§ **Selected excerpt**:

BEGIN

While bubble tea continues to be a favourite pick-me-up for many, some of the most popular Taiwanese chains that offer the drink are now at the receiving end of backlash from mainland Chinese social media users accusing them of supporting the recent pro-democracy protests in Hong Kong.
Now viral on China’s most popular social media app Weibo are pictures of a store notice in a Hong Kong branch of Yifang Taiwan Fruit Tea that reads: “We are closing the business for a day with the rest of Hong Kong. Hongkongers, add oil.”
The phrase “add oil’ is an expression of encouragement and support that has been adopted by Hong Kong protestors.
“Yifang Taiwan Fruit Tea, I don’t know if you’re joking or whether this is deliberate,” a Weibo user wrote. “If it is intentional, then I will never drink your tea ever again in my life.”
The post has amassed more than 24,000 likes on the platform.
Yifang’s distributor in China condemned the protests on Monday, soon after the issue broke, saying in a Weibo post that they are in favour of the “one country, two systems” principle set in place when the British handed Hong Kong back to China in 1997.
However, its headquarters in Taiwan said on the same day that Yifang has no official Weibo account and that they have no intention of getting involved in politics. The company also apologised for alarming and agitating the public.
The owners of some Yifang branches have resisted against this.
“[We] fully support Hong Kong citizens who are bravely resisting the totalitarian government’s unreasonable treatment,” reads a statement from six Yifang branches in Taiwan posted on Facebook Monday.

END

§ **Data under study**:
BEGIN

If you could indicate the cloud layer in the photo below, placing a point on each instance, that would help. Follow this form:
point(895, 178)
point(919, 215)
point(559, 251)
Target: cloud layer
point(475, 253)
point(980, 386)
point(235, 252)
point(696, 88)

END

§ **What to do**:
1. In the bubble tea article, why does the phrase "add oil" on the Yifang store notice carry political weight? Answer in one to three sentences.
2. Write out everything in the bubble tea article from "Now viral on" down to "China in 1997.", word for word.
3. Extend the article about the bubble tea chains facing backlash by continuing it from the end of its last paragraph.

§ **Answers to each task**:
1. "Add oil" is an expression of encouragement and support that Hong Kong protesters have adopted. The notice used it to address Hongkongers while announcing a one-day closure "with the rest of Hong Kong," so mainland users read it as support for the pro-democracy protests.

2.
Now viral on China’s most popular social media app Weibo are pictures of a store notice in a Hong Kong branch of Yifang Taiwan Fruit Tea that reads: “We are closing the business for a day with the rest of Hong Kong. Hongkongers, add oil.”
The phrase “add oil’ is an expression of encouragement and support that has been adopted by Hong Kong protestors.
“Yifang Taiwan Fruit Tea, I don’t know if you’re joking or whether this is deliberate,” a Weibo user wrote. “If it is intentional, then I will never drink your tea ever again in my life.”
The post has amassed more than 24,000 likes on the platform.
Yifang’s distributor in China condemned the protests on Monday, soon after the issue broke, saying in a Weibo post that they are in favour of the “one country, two systems” principle set in place when the British handed Hong Kong back to China in 1997.

3.
Apart from the brand Yifang, social media users in mainland China have also called for a boycott on popular bubble tea chains CoCo Fresh Tea & Juice, Hey Tea, A Little Tea, and Gong Cha, which have been accused of having pro-democracy sentiments as well.
A photo of what looks like a CoCo receipt from June resurfaced recently because it bore the phrase “Hongkongers, add oil.” Meanwhile, Gong Cha lists down China, Taiwan, and Hong Kong as separate territories on its website.
The social media backlash pushed HeyTea and Gong Cha to announce their support for the “one country, two systems” principle on their respective social media accounts, according to The Guardian.
Rallies have been going on in Hong Kong since June as a response against a proposed extradition bill that allows suspects to be tried in mainland China.
Infographic by Statista.
Hong Kong Chief Executive Carrie Lam has said that the extradition bill is “officially dead," but pro-democracy demonstrations continue to this day.
Earlier today, thousands of pro-democracy protestors wearing black clothing and face masks demonstrated at Hong Kong's airport, holding pamphlets with their demands. They're set to stay in the arrival halls of the airport for several days.